• **SHORT TASK**
Print the following lines exactly as they appear, covering every one of the records.

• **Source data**
• • • • •
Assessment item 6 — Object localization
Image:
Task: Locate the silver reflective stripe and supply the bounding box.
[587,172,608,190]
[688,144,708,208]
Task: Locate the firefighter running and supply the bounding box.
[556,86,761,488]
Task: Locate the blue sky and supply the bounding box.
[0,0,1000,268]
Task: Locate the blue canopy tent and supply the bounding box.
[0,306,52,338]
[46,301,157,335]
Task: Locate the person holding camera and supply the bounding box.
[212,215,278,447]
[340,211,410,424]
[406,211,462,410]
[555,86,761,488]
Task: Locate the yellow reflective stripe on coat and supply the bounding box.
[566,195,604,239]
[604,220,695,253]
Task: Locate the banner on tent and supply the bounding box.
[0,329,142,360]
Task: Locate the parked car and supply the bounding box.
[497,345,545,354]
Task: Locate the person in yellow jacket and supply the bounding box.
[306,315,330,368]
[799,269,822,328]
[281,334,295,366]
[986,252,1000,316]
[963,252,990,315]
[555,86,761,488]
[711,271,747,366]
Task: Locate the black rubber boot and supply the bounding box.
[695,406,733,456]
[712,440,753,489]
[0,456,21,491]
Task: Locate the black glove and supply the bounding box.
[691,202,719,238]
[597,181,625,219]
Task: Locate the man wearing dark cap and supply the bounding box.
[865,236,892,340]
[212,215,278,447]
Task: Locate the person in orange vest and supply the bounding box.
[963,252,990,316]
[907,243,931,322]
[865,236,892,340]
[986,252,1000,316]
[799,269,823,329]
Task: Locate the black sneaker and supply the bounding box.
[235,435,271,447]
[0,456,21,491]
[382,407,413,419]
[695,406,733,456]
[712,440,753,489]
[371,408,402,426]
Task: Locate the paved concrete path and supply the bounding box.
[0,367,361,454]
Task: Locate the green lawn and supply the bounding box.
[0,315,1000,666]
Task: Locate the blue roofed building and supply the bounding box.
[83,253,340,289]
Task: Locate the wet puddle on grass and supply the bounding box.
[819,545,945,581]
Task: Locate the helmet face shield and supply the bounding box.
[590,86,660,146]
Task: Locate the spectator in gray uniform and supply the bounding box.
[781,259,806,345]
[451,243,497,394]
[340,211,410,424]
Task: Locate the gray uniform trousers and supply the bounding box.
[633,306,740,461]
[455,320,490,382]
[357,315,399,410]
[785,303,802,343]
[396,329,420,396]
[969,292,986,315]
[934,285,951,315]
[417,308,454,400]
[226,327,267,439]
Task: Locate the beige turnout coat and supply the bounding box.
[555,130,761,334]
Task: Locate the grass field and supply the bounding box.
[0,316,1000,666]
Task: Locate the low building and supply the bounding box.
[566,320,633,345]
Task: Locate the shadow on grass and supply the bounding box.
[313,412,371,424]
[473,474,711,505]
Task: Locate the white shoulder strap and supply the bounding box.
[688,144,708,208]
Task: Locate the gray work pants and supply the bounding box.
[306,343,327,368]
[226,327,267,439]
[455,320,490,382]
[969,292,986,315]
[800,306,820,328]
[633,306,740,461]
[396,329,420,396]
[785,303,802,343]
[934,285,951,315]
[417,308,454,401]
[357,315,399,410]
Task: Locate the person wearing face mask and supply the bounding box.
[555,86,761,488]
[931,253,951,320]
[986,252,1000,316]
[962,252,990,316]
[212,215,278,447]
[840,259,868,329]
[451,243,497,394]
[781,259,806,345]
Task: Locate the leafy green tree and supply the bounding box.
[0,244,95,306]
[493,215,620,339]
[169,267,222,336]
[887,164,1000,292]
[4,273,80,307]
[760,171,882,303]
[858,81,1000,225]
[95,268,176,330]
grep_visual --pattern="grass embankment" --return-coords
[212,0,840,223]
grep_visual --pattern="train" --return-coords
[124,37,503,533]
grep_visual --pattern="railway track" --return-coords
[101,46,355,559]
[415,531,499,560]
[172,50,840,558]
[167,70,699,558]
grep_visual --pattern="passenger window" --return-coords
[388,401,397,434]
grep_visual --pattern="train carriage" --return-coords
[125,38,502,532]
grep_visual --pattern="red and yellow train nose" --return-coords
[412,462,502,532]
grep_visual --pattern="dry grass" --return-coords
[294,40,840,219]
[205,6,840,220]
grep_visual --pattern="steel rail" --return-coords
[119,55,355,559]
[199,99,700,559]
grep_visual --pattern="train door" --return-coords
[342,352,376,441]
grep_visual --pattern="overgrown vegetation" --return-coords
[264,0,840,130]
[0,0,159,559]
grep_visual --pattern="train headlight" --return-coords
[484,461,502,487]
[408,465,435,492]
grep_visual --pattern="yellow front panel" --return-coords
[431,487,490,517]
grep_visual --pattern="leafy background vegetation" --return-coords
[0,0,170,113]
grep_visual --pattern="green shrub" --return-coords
• • • • •
• **EXERCISE OUTPUT**
Assessment item 6 — Object localization
Image:
Task: Locate the silver reflective stripe and supply the bounding box.
[587,172,608,190]
[688,144,708,208]
Task: Locate the firefighter running and supply the bounding box.
[556,86,761,488]
Task: Locate the blue sky and supply the bounding box.
[0,0,1000,268]
Task: Locate the blue canopy tent and supply the bounding box.
[0,306,52,338]
[46,301,157,335]
Task: Locate the person holding camera and supply the bounding box.
[212,215,278,447]
[340,211,410,424]
[406,211,462,410]
[555,86,761,488]
Task: Locate the yellow reflective stripe on coat and supply the bounding box.
[566,195,604,239]
[604,220,695,253]
Task: Locate the banner on tent and supply the bounding box.
[0,329,142,360]
Task: Locate the parked car and supply the bounding box.
[497,345,545,354]
Task: Locate the person in yellow jacket and supply the bounding box.
[306,315,330,368]
[799,269,822,328]
[281,334,295,366]
[986,252,1000,316]
[963,252,990,315]
[555,86,761,488]
[711,271,747,366]
Task: Locate the black rubber boot and supply the bounding box.
[695,406,733,456]
[712,440,753,489]
[0,456,21,491]
Task: Locate the black glove and supply the bounding box.
[691,202,719,238]
[597,181,625,219]
Task: Locate the man wearing dark cap and supply the bounding box.
[865,236,892,340]
[212,215,278,447]
Task: Locate the person in orange vest and supply the bounding box.
[963,252,990,316]
[907,243,931,322]
[865,236,892,340]
[986,252,1000,316]
[799,269,823,329]
Task: Locate the black sneaker and supply the bounding box.
[235,435,271,447]
[0,456,21,491]
[382,407,413,419]
[695,406,733,456]
[712,440,753,489]
[371,408,402,426]
Task: Locate the paved concrete path and supply the bounding box.
[0,367,361,454]
Task: Locate the green lawn and supply the bounding box.
[0,315,1000,666]
Task: Locate the blue roofed building and supply the bounding box.
[83,253,340,289]
Task: Locate the wet puddle on grass and supply the bounding box.
[819,545,945,581]
Task: Locate the helmet face shield and supply the bounding box.
[590,86,660,146]
Task: Locate the spectator in gray uniform and supply the bounding box.
[781,259,806,345]
[451,243,497,394]
[340,211,410,424]
Task: Locate the gray uniform trousers and supply the bounding box.
[633,306,740,461]
[455,320,490,382]
[357,315,399,410]
[785,303,802,343]
[396,329,420,396]
[969,292,986,315]
[934,285,951,315]
[417,308,454,400]
[226,327,267,439]
Task: Locate the beige turnout coat and supply the bounding box.
[555,130,761,334]
Task: Locate the grass field and supply the bounding box.
[0,316,1000,666]
Task: Locate the low building and supply the bounding box.
[566,320,633,345]
Task: Locate the shadow on grass and supply the bounding box.
[313,412,371,424]
[473,474,711,505]
Task: Locate the white shoulder strap and supply the bounding box.
[688,144,708,208]
Task: Locate the gray work pants and supply the bounding box.
[306,343,327,368]
[226,327,267,439]
[455,320,490,382]
[969,292,986,315]
[800,306,820,328]
[633,306,740,461]
[396,329,420,396]
[785,303,802,343]
[934,285,951,315]
[417,308,454,401]
[357,315,399,410]
Task: Locate the person wearing face mask and supply the bounding box.
[555,86,761,488]
[931,253,951,320]
[986,252,1000,316]
[962,252,990,316]
[212,215,278,447]
[840,259,868,329]
[451,243,497,394]
[781,259,806,345]
Task: Locate the leafy green tree and supply the bounding box.
[0,244,95,306]
[493,215,620,339]
[169,267,222,336]
[887,164,1000,292]
[4,273,80,307]
[760,171,882,303]
[858,81,1000,225]
[95,268,176,330]
grep_visual --pattern="grass embankment" --return-coords
[212,0,840,223]
grep_visual --pattern="train" --return-coords
[124,37,503,533]
grep_visual --pattern="railway track" --return-coords
[101,46,355,559]
[415,531,499,560]
[172,50,840,558]
[167,70,699,558]
grep_visual --pattern="passenger window" --return-coords
[388,401,397,434]
grep_visual --pattern="train carriage" --return-coords
[125,38,502,532]
grep_visual --pattern="red and yellow train nose" --return-coords
[412,462,502,532]
grep_visual --pattern="dry grass" --return-coords
[294,40,840,219]
[205,6,840,220]
grep_visual --pattern="steel rail" --return-coords
[119,55,355,559]
[199,99,700,559]
grep_visual --pattern="train door" --return-coords
[342,352,376,441]
grep_visual --pattern="overgrown vegetation" --return-coords
[264,0,840,130]
[0,0,159,559]
grep_visual --pattern="train headlight" --return-coords
[484,461,502,487]
[408,465,435,492]
grep_visual --pattern="yellow front panel" --return-coords
[431,487,490,517]
grep_visual --pattern="leafy background vegetation" --return-coords
[0,0,170,113]
grep_visual --pattern="green shrub" --return-coords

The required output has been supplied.